**What is needed**: In your reply, reproduce every line of the data without any alteration.

**Supplied data**:

===

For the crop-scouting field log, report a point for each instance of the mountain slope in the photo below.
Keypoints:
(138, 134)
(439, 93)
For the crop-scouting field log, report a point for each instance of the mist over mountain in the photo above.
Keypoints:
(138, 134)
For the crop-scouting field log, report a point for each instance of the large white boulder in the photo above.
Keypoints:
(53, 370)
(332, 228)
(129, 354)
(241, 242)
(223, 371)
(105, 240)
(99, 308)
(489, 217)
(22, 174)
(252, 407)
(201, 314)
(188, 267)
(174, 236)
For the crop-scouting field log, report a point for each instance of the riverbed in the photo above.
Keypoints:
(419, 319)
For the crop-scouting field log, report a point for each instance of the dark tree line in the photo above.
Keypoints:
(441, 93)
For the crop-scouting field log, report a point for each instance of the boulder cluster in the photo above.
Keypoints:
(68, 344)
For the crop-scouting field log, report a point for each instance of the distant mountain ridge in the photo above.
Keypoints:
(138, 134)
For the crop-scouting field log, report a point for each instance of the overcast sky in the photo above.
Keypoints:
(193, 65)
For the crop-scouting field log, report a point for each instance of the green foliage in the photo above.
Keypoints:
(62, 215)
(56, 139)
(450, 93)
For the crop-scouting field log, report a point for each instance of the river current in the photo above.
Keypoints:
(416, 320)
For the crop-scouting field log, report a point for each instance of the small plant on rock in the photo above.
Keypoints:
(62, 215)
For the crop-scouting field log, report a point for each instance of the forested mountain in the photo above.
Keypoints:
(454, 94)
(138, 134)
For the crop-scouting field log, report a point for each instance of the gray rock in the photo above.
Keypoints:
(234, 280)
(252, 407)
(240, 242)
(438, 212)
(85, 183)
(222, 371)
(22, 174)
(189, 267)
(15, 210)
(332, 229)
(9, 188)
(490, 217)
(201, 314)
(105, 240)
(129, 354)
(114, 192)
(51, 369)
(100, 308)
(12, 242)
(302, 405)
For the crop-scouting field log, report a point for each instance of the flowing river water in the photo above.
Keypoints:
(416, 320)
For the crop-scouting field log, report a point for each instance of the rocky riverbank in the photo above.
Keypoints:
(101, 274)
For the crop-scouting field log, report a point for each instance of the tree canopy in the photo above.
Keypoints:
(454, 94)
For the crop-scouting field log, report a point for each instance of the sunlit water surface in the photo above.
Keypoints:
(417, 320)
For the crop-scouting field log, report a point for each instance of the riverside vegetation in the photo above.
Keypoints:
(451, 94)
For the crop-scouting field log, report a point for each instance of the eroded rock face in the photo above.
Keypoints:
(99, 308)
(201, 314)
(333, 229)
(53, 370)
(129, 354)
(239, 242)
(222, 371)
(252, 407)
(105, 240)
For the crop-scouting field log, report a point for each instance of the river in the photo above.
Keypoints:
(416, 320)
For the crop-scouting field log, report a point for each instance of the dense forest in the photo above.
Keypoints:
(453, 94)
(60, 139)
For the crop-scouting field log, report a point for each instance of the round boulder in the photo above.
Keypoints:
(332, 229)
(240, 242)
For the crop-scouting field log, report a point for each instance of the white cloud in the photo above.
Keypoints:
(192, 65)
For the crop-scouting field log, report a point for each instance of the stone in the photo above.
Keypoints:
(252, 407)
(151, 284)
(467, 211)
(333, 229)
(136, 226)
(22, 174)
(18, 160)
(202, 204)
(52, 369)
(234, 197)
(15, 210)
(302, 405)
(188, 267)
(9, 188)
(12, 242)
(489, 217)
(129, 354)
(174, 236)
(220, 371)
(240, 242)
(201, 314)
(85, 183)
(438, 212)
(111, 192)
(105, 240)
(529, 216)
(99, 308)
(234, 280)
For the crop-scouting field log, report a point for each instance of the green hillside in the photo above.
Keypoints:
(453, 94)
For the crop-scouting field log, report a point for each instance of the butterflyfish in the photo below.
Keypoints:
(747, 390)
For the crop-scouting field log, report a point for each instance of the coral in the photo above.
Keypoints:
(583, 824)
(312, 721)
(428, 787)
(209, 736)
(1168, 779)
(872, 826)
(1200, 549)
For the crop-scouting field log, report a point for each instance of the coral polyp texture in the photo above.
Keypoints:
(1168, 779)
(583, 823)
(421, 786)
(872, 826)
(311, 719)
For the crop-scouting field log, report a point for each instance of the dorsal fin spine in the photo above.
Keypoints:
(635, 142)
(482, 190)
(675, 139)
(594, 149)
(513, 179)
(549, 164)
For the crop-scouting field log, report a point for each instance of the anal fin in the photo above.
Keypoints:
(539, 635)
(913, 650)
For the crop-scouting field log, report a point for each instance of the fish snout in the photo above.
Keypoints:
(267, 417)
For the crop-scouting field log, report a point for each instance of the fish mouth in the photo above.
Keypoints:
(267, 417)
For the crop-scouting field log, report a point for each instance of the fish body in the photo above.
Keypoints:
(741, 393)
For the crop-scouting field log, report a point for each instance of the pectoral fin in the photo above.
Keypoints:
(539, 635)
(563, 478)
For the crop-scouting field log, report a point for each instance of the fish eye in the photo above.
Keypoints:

===

**Answer section**:
For the crop-scouting field log, report a point for each instance of the mountain slope in the photo below.
Keypoints:
(138, 134)
(439, 93)
For the crop-scouting field log, report a point for each instance of the mist over mountain in the photo above.
Keypoints:
(138, 134)
For the crop-scouting field log, report a point for each instance of the large white boulder in the photo above.
Keypoints:
(53, 370)
(332, 228)
(129, 354)
(241, 242)
(223, 371)
(105, 240)
(99, 308)
(489, 217)
(22, 174)
(252, 407)
(201, 314)
(188, 267)
(174, 236)
For the crop-scouting field log, report a point for each instance of the riverbed in the photo above.
Keypoints:
(419, 319)
For the crop-scouting field log, report a point for each instance of the dark tree line in the photo above.
Keypoints:
(441, 93)
For the crop-scouting field log, report a point for each instance of the boulder cluster in the photo above.
Keypoints:
(68, 344)
For the crop-scouting field log, report a point for each instance of the distant mountain ridge in the photo above.
Keypoints:
(138, 134)
For the crop-scouting field log, report a point for each instance of the overcast sky in the photo above.
Keypoints:
(193, 65)
For the crop-scouting field log, report a point for each instance of the green foliage in the photo above.
Keypoints:
(62, 215)
(56, 139)
(450, 93)
For the crop-scouting field log, report a point for each instance of the river current in the photo above.
Keypoints:
(416, 320)
For the crop-scouting field log, report a point for each instance of the small plant on rock in the photo above.
Keypoints:
(62, 215)
For the crop-scouting field log, report a point for each instance of the forested mountain in the photo above.
Keypoints:
(454, 94)
(138, 134)
For the crop-scouting field log, report a point for each instance of the gray rock in the photo above.
Keypoints:
(234, 280)
(252, 407)
(240, 242)
(438, 212)
(85, 183)
(222, 371)
(22, 174)
(189, 267)
(15, 210)
(332, 229)
(9, 188)
(490, 217)
(201, 314)
(105, 240)
(129, 354)
(114, 192)
(51, 369)
(100, 308)
(12, 242)
(302, 405)
For the crop-scouting field log, report a point for each instance of the flowing river water in the photo above.
Keypoints:
(416, 320)
For the crop-scouting field log, report a point for each instance of the rocky riverbank in the photo above.
Keypoints:
(101, 274)
For the crop-scouting field log, report a point for each instance of the tree canopy in the photo above.
Keypoints:
(454, 94)
For the crop-scouting field log, report a point for each instance of the sunlit water surface in the photo above.
Keypoints:
(417, 320)
For the crop-scouting field log, report a point for each instance of the riverside vegetation in the photo above.
Keypoints:
(451, 94)
For the crop-scouting field log, report a point for each instance of the eroded rock face in the photo above.
Keypoints:
(99, 308)
(201, 314)
(333, 229)
(53, 370)
(129, 354)
(239, 242)
(222, 371)
(252, 407)
(105, 240)
For the crop-scouting field log, report a point for each instance of the river in the photo above.
Keypoints:
(416, 320)
For the crop-scouting field log, report a point for each instance of the dense forest in the photo above.
Keypoints:
(453, 94)
(60, 139)
For the crop-scouting field log, report a point for each instance of the round boulder in the photo above.
Keypoints:
(332, 229)
(240, 242)
For the crop-scouting field log, report a point for each instance of the white cloud in the photo above.
Keypoints:
(192, 65)
For the crop-scouting field log, report a point for each instance of the stone in the photo above.
Keypoints:
(252, 407)
(151, 284)
(467, 211)
(333, 229)
(136, 226)
(22, 174)
(18, 160)
(202, 204)
(52, 369)
(234, 197)
(15, 210)
(302, 405)
(188, 267)
(9, 188)
(12, 242)
(489, 217)
(129, 354)
(174, 236)
(220, 371)
(240, 242)
(201, 314)
(85, 183)
(438, 212)
(111, 192)
(105, 240)
(529, 216)
(99, 308)
(234, 280)
For the crop-scouting field log, report a point for each instance of the green hillside in the photo above.
Keypoints:
(453, 94)
For the crop-scouting field log, report a point for each instance of the butterflyfish in the photo below.
Keypoints:
(747, 390)
For the crop-scouting field log, report a point for each instance of the coral in the photo above.
Keypoints:
(583, 824)
(312, 721)
(428, 787)
(209, 736)
(1168, 779)
(872, 826)
(1200, 549)
For the crop-scouting field log, report a point for each instance of the coral polyp texture in the photo above.
Keypoints:
(1168, 779)
(583, 823)
(421, 786)
(872, 826)
(311, 719)
For the crop-scouting field log, report a point for each instance of the dorsal fin spine in the photo above.
Keypoints:
(635, 142)
(482, 190)
(675, 139)
(594, 149)
(513, 179)
(549, 164)
For the crop-scouting field log, report a point for each instance of the anal fin in the photo above.
Keypoints:
(539, 635)
(913, 650)
For the crop-scouting field log, report a point for each instance of the fish snout in the photo above.
Keypoints:
(267, 417)
For the crop-scouting field log, report a point for each instance of the fish mouth in the photo above.
Keypoints:
(267, 417)
For the crop-scouting field log, report a point for each instance of the fish body in the photo above.
Keypoints:
(741, 393)
For the crop-scouting field log, report a point for each instance of the pectoral fin in the photo above.
Keypoints:
(539, 635)
(563, 478)
For the crop-scouting field log, report a point for each instance of the fish eye in the photo above.
Keypoints:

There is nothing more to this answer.